■ GIVEN TEXT:
--------

We acknowledge the reviewer's point that our work does not introduce new theorems for Optimal Transport. Our contribution is not a theoretical advance in OT itself, but rather a novel methodological framework that systematically adapts and integrates known techniques to solve a critical, and previously underexplored, problem in robot learning. We believe advances in this topic are of great interest to Robot Learning and the broader NeurIPS community. Specifically, our method enables robust policy transfer from simulation to the real world when real-world data is extremely sparse—a setting that diverges significantly from standard OT/UOT domain adaptation. While the components of our method—joint observation-action alignment, unbalanced OT, and temporal sampling—have prior precedent individually, our key insight is in how they are systematically integrated to tackle this specific sim-to-real setting. Most prior OT/UOT-based methods focus on visual recognition tasks and do not address the temporal and action-relevant structure, or the severe data imbalance characteristic of real-world robotics. In contrast, our formulation aligns trajectory segments in a space that explicitly preserves policy-relevant temporal structure. By combining unbalanced OT across sequential data with a tailored sampling strategy, our method distills transferable structure from simulated demonstrations to sparse real-world observations. To our knowledge, this trajectory-level unbalanced alignment has not been previously explored in this context. While we do not claim a theoretical advance in OT itself, we believe that our principled adaptation of OT for sim-to-real imitation learning, and the novel use of unbalanced trajectory-level alignment, represent a substantive methodological contribution. We will make this framing clearer in the revision.

On Empirical Comparisons

We thank the reviewer for raising this point. We chose baselines that are most comparable in setting, specifically co-training and domain adaptation methods that use both simulation and limited real data. As discussed in our previous response, many sim-to-real approaches assume access to dense real-world rewards, privileged information, or large quantities of real-world demonstrations, which are incompatible with our low-data, reward-free real-world setup. While adapting them is possible, doing so would require non-trivial redesigns that may obscure the core differences. We would also be grateful if the reviewer could suggest specific papers they believe are adaptable to our low-data, reward-free, and offline problem formulation. In the revised manuscript, we will expand our related work section to include a more detailed discussion of these other methods and explicitly clarify the differences in problem assumptions.

--------

■ GIVEN PROBLEM 1:
Report each line in the rows below that contains the string "side", copying every such line in full.

■ MATERIAL SUPPLIED:
--------

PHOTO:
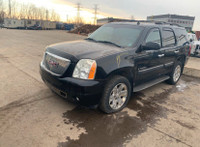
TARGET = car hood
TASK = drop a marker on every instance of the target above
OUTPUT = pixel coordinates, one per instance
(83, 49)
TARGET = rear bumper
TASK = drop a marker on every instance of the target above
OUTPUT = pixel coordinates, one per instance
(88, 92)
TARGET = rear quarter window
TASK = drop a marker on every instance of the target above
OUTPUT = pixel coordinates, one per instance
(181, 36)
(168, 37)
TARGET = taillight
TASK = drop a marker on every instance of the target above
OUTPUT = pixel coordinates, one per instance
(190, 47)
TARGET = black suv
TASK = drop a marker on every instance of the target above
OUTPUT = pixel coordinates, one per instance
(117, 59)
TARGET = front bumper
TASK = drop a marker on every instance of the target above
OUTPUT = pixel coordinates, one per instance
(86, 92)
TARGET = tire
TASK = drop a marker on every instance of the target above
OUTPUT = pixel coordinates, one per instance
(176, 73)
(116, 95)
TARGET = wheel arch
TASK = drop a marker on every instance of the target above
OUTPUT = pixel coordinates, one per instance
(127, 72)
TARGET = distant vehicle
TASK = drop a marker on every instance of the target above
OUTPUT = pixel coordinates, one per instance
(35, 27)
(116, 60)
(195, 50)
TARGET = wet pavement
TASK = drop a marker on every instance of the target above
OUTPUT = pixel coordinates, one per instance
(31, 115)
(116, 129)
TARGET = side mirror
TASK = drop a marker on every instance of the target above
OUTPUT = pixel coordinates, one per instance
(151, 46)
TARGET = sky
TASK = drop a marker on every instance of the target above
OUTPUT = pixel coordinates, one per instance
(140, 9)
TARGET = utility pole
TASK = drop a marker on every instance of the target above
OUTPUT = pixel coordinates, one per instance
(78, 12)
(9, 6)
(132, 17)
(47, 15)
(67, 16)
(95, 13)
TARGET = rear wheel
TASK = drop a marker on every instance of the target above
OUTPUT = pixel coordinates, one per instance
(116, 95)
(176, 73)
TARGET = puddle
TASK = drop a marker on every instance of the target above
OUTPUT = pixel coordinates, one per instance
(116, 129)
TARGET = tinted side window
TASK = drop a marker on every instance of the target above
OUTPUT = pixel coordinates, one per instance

--------

■ GIVEN PROBLEM 2:
According to the rebuttal, which kinds of methods did the authors pick as baselines?

■ REPLY 1:
TARGET = side mirror
TARGET = tinted side window

■ REPLY 2:
Co-training and domain adaptation methods that use both simulation and limited real data.